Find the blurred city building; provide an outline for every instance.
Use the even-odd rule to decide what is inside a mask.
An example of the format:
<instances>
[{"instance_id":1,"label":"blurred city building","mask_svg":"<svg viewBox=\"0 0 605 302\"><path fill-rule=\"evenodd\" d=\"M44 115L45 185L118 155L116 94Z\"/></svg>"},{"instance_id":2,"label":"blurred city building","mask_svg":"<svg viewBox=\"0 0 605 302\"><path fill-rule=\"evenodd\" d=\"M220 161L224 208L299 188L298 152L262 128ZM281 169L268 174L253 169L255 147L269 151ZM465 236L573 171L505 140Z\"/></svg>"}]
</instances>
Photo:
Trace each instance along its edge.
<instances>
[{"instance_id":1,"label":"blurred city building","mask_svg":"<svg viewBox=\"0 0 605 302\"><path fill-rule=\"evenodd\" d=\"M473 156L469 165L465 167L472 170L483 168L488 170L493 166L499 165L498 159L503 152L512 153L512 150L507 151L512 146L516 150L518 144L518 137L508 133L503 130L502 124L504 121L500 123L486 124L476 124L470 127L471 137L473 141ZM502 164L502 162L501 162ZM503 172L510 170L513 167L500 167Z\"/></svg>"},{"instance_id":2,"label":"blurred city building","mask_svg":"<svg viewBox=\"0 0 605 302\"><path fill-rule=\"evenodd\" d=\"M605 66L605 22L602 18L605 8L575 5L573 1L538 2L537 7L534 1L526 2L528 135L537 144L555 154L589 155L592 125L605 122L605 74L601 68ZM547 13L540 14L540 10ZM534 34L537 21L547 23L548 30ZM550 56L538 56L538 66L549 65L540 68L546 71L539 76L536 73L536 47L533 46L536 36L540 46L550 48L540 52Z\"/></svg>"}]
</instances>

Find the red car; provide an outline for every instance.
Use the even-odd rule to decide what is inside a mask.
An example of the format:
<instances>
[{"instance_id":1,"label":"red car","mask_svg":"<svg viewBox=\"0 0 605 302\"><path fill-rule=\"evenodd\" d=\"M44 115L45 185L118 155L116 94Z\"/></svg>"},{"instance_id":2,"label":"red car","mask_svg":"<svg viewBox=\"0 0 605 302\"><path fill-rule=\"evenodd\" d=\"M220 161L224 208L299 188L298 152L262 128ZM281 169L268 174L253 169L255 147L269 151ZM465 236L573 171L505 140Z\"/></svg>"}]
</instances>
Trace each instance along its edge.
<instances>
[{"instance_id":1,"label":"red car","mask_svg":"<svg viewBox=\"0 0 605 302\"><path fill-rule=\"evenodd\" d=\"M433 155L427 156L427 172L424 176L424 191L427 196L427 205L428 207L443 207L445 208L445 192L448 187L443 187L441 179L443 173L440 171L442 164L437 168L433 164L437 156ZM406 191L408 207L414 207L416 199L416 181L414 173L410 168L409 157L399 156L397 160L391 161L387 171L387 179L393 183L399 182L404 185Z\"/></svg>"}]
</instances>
☆ ☆ ☆ ☆ ☆
### Given problem
Rewrite all the rows above as one JSON list of strings, with one string for each line and blank lines left out.

### Exercise output
[
  "Find the blurred city building; provide an outline for every instance.",
  "Use the even-odd rule to decide what is inside a mask.",
  "An example of the format:",
  "<instances>",
  "[{\"instance_id\":1,\"label\":\"blurred city building\",\"mask_svg\":\"<svg viewBox=\\\"0 0 605 302\\\"><path fill-rule=\\\"evenodd\\\" d=\\\"M44 115L45 185L118 155L116 94Z\\\"/></svg>\"},{\"instance_id\":2,\"label\":\"blurred city building\",\"mask_svg\":\"<svg viewBox=\\\"0 0 605 302\\\"><path fill-rule=\\\"evenodd\\\" d=\\\"M220 161L224 208L299 188L298 152L262 128ZM281 169L268 174L253 169L255 147L269 151ZM465 236L573 171L505 140Z\\\"/></svg>\"}]",
  "</instances>",
  "Photo:",
  "Trace each instance along its edge.",
  "<instances>",
  "[{\"instance_id\":1,\"label\":\"blurred city building\",\"mask_svg\":\"<svg viewBox=\\\"0 0 605 302\\\"><path fill-rule=\\\"evenodd\\\" d=\\\"M473 156L469 165L465 167L472 170L483 168L488 170L493 166L499 165L498 159L503 152L512 153L512 150L507 151L512 146L516 150L518 144L518 137L508 133L503 130L502 124L504 121L500 123L486 124L476 124L470 127L471 137L473 141ZM502 164L502 162L501 162ZM503 172L510 170L513 167L500 167Z\\\"/></svg>\"},{\"instance_id\":2,\"label\":\"blurred city building\",\"mask_svg\":\"<svg viewBox=\\\"0 0 605 302\\\"><path fill-rule=\\\"evenodd\\\" d=\\\"M605 66L605 22L602 18L605 8L575 5L573 1L538 2L537 7L534 1L526 2L528 135L537 144L555 154L589 155L592 125L605 122L605 74L601 68ZM547 13L540 14L540 10ZM534 34L537 21L547 23L548 30ZM550 56L538 56L538 66L549 65L540 68L546 71L539 76L536 73L536 47L533 46L536 36L540 46L550 48L540 52Z\\\"/></svg>\"}]",
  "</instances>",
  "Find the red car; provide an outline for every instance.",
  "Use the even-odd rule to decide what is inside a mask.",
  "An example of the format:",
  "<instances>",
  "[{\"instance_id\":1,\"label\":\"red car\",\"mask_svg\":\"<svg viewBox=\\\"0 0 605 302\\\"><path fill-rule=\\\"evenodd\\\" d=\\\"M44 115L45 185L118 155L116 94Z\\\"/></svg>\"},{\"instance_id\":2,\"label\":\"red car\",\"mask_svg\":\"<svg viewBox=\\\"0 0 605 302\\\"><path fill-rule=\\\"evenodd\\\" d=\\\"M220 161L224 208L299 188L298 152L262 128ZM281 169L268 174L253 169L255 147L269 151ZM465 236L573 171L505 140Z\\\"/></svg>\"}]",
  "</instances>",
  "Trace each instance along its edge.",
  "<instances>",
  "[{\"instance_id\":1,\"label\":\"red car\",\"mask_svg\":\"<svg viewBox=\\\"0 0 605 302\\\"><path fill-rule=\\\"evenodd\\\" d=\\\"M433 155L427 156L427 172L424 176L424 191L427 196L427 205L428 207L443 207L445 208L445 192L448 187L443 187L441 179L443 173L440 171L442 164L437 168L433 164L437 156ZM406 191L408 207L414 207L416 199L416 181L414 173L410 168L409 157L399 156L397 160L391 161L387 171L387 179L393 183L399 182L404 185Z\\\"/></svg>\"}]",
  "</instances>"
]